LIST OF TASKS:
a: Copy the stretch of the Benjamin Button review from "REVIEW: The Curious" through "accepted by society.".
b: Condense the paragraph of the Benjamin Button review that begins "“The Curious Case of Benjamin Button” is the new film" into a shorter version that keeps its main facts.

EXTRACT below:

REVIEW: The Curious Case of Benjamin Button (2008)
January 6th 2009 13:19
“The Curious Case of Benjamin Button” is the new film starring Brad Pitt, as a person who is born as an 80 year old man and gets younger while everyone else gets older. It is an interesting film with an interesting premise and is definitely well done. There are some funny parts and romance in this adapted drama. As the movie goes on you see how hard it would be to age backwards in regards to living a normal life especially when you look at family relationships, friendships and love as well as being accepted by society.

End of EXTRACT.
ENTRIES SHOWN below:

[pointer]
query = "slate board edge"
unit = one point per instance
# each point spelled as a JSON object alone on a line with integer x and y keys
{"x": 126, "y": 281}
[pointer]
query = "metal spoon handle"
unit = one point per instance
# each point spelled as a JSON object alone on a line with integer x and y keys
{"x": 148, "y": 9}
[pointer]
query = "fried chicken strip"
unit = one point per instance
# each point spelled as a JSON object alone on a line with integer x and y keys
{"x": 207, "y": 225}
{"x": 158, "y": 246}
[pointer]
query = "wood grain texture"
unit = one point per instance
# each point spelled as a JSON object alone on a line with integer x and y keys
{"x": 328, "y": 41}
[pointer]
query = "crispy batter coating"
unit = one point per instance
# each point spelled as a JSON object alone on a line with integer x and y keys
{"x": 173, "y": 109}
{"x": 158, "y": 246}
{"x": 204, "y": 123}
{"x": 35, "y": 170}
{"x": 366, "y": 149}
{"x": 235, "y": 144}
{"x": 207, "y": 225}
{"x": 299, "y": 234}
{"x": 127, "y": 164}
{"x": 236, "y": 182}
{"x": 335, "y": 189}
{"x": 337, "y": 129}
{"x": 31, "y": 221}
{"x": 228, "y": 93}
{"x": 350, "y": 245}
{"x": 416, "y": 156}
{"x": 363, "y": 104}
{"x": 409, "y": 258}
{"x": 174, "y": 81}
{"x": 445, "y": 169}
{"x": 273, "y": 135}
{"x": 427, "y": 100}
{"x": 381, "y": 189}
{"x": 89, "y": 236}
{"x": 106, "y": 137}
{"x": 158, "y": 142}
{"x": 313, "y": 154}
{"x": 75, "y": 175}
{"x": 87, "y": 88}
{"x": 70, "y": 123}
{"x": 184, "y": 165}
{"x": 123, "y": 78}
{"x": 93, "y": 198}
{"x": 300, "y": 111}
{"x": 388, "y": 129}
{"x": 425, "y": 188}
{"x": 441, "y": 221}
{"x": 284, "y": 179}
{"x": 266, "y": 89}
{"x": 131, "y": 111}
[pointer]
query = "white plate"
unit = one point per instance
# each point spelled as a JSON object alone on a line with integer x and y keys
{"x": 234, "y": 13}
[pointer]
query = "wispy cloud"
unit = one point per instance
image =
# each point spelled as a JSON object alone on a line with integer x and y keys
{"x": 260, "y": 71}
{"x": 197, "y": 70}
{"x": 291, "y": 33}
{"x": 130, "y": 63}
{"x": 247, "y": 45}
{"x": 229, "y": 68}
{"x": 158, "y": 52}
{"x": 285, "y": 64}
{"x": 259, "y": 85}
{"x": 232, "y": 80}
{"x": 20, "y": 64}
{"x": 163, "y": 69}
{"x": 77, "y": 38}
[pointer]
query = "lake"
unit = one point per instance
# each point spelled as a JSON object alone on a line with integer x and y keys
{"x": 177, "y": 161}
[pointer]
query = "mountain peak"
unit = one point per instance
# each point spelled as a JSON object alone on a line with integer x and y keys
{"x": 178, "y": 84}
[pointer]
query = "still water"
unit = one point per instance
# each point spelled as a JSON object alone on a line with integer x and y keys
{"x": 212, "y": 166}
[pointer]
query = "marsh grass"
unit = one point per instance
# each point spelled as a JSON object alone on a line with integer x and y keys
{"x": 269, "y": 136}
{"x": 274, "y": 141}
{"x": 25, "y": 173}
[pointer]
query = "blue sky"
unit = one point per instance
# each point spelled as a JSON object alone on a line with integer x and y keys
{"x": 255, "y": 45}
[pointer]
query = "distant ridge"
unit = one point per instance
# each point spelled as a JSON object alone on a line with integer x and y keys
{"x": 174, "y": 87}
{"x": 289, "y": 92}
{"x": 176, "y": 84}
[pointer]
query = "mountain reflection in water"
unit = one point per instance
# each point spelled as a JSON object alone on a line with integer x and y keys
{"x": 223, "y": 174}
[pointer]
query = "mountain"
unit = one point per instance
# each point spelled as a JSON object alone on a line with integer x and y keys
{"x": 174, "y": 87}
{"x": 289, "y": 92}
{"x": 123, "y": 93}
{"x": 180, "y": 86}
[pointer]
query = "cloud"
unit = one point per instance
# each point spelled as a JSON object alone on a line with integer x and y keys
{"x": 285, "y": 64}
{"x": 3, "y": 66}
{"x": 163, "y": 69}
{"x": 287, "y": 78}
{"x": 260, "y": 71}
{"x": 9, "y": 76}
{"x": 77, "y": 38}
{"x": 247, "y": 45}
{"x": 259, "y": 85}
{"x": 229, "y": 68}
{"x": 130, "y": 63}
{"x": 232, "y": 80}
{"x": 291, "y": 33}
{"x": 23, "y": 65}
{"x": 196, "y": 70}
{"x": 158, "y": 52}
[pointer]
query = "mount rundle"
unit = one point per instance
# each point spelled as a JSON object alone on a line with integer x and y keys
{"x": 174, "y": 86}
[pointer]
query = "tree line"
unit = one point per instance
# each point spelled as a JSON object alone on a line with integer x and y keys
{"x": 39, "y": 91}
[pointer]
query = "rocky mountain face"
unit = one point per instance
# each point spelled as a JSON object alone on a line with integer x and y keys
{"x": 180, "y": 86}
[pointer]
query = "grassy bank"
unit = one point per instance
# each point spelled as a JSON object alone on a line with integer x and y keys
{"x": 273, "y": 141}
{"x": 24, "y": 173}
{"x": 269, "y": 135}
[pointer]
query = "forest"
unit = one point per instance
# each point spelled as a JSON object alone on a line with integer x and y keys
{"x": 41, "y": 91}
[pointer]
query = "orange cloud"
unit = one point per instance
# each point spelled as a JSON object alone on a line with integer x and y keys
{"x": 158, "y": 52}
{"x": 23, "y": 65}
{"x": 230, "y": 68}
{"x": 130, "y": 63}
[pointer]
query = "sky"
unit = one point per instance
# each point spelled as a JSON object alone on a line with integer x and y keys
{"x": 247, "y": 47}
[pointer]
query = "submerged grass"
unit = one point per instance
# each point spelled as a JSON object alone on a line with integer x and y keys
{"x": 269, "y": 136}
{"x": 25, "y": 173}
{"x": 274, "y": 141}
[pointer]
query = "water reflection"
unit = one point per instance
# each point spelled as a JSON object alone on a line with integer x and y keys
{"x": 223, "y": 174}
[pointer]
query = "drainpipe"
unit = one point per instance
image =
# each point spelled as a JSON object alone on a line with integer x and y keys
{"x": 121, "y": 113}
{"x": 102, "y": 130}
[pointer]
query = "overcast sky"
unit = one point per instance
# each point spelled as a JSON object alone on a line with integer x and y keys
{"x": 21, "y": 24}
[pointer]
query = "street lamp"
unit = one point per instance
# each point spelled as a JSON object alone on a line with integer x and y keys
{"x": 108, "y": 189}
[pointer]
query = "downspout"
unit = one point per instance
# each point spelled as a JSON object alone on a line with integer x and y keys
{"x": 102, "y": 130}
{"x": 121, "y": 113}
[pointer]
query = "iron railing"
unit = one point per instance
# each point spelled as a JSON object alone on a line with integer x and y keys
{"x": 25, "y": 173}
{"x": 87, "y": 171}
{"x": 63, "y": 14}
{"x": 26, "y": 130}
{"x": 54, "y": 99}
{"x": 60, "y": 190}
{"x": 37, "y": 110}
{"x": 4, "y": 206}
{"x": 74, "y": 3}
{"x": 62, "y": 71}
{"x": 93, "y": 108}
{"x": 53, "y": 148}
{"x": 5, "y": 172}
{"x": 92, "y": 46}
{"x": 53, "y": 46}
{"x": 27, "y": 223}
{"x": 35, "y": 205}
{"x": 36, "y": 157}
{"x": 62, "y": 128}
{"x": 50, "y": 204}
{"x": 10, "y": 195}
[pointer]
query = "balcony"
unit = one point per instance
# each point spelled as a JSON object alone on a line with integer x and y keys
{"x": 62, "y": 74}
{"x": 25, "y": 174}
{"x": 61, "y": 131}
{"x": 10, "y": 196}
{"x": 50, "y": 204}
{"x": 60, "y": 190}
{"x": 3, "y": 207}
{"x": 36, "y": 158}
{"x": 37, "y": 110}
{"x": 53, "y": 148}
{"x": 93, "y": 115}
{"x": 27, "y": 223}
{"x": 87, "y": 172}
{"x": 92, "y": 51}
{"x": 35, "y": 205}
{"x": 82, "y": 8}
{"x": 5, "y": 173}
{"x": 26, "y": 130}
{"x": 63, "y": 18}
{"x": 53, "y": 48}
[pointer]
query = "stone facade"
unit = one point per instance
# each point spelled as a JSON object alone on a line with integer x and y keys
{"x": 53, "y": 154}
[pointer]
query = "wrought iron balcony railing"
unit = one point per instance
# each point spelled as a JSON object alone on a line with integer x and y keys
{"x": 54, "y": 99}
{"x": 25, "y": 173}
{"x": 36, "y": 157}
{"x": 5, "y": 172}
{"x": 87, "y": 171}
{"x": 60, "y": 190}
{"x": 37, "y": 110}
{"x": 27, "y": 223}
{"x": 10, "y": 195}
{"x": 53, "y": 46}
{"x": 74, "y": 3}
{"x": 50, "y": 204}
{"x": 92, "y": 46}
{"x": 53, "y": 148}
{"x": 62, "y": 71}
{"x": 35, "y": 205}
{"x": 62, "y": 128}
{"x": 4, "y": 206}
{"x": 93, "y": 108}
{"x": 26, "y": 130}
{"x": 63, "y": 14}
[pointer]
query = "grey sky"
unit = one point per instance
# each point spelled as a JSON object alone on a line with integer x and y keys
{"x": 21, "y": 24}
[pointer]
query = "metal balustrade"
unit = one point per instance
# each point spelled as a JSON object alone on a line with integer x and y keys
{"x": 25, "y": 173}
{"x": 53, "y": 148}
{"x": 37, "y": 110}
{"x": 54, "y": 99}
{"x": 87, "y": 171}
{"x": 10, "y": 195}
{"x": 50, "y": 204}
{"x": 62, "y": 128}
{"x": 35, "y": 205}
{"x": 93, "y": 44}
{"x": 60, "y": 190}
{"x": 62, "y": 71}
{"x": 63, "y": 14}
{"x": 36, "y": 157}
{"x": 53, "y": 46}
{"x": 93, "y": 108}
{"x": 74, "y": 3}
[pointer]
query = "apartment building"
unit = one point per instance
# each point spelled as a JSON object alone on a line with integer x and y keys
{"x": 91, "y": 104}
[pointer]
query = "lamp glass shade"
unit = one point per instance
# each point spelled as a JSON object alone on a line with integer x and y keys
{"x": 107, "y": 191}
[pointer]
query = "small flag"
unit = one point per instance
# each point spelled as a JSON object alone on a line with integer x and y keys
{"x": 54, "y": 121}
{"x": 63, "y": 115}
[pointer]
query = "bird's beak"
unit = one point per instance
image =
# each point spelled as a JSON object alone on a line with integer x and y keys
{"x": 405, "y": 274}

End of ENTRIES SHOWN.

ANSWERS PROVIDED:
a:
REVIEW: The Curious Case of Benjamin Button (2008)
January 6th 2009 13:19
“The Curious Case of Benjamin Button” is the new film starring Brad Pitt, as a person who is born as an 80 year old man and gets younger while everyone else gets older. It is an interesting film with an interesting premise and is definitely well done. There are some funny parts and romance in this adapted drama. As the movie goes on you see how hard it would be to age backwards in regards to living a normal life especially when you look at family relationships, friendships and love as well as being accepted by society.

b: In "The Curious Case of Benjamin Button," Brad Pitt plays a man who is born at 80 and grows younger as everyone else ages. The film has an interesting premise, is well done, and mixes funny moments and romance into its adapted drama. It shows how hard aging backwards would make a normal life: family, friendships, love, and acceptance by society.